## WHAT THIS TASK INVOLVES
The line containing "the white shower" marks where copying starts, so set down that line and each one after it exactly, through the end of the records.

-------- DATA RECORDS --------

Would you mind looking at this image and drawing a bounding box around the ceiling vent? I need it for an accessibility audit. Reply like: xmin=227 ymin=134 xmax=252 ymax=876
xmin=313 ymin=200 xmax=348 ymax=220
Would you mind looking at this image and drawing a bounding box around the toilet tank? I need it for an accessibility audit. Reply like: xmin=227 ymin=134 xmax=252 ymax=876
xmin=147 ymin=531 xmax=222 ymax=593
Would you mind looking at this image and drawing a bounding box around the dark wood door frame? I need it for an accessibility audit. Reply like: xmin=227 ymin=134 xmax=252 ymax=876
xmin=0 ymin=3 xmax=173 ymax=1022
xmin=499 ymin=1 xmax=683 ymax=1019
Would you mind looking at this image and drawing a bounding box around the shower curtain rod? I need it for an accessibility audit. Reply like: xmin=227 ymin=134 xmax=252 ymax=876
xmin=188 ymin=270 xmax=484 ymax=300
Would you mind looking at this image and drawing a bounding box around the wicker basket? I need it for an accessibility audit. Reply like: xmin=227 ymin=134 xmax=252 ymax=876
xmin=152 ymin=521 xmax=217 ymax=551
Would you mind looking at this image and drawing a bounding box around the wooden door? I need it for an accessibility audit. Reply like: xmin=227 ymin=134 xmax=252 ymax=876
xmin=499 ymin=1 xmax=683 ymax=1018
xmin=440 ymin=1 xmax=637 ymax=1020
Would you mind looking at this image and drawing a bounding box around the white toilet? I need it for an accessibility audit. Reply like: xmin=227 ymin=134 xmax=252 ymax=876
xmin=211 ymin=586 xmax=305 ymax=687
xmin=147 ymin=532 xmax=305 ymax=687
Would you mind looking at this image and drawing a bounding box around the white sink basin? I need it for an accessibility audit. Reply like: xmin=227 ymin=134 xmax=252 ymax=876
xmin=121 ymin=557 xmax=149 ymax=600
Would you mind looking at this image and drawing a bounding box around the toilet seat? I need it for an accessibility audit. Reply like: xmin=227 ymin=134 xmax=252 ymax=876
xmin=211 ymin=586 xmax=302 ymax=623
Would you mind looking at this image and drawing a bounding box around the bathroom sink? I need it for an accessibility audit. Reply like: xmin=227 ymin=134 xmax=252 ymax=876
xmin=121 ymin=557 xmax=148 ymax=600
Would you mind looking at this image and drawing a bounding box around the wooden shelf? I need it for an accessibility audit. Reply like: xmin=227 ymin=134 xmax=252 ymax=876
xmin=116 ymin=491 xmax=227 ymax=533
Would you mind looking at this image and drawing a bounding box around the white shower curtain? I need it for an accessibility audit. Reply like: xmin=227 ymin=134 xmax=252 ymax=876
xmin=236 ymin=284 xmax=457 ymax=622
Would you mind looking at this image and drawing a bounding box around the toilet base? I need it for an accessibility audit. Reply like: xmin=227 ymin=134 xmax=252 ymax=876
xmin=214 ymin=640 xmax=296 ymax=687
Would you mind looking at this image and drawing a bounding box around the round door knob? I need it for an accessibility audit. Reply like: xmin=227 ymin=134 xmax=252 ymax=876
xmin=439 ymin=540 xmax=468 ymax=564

--------

## SOLUTION TO THIS EXERCISE
Would you mind looking at this image and drawing a bounding box around the white shower curtain? I need it for an accessibility audit. Reply like: xmin=227 ymin=134 xmax=252 ymax=876
xmin=236 ymin=284 xmax=457 ymax=622
Would you mind looking at this image and drawing a bounding box around the toilet base? I need it for an accessibility audit. Reply like: xmin=227 ymin=134 xmax=252 ymax=876
xmin=214 ymin=640 xmax=296 ymax=687
Would you mind looking at this image and drawing a bounding box around the round door knob? I need it for an accessibility audit. Reply like: xmin=227 ymin=134 xmax=252 ymax=876
xmin=439 ymin=540 xmax=468 ymax=564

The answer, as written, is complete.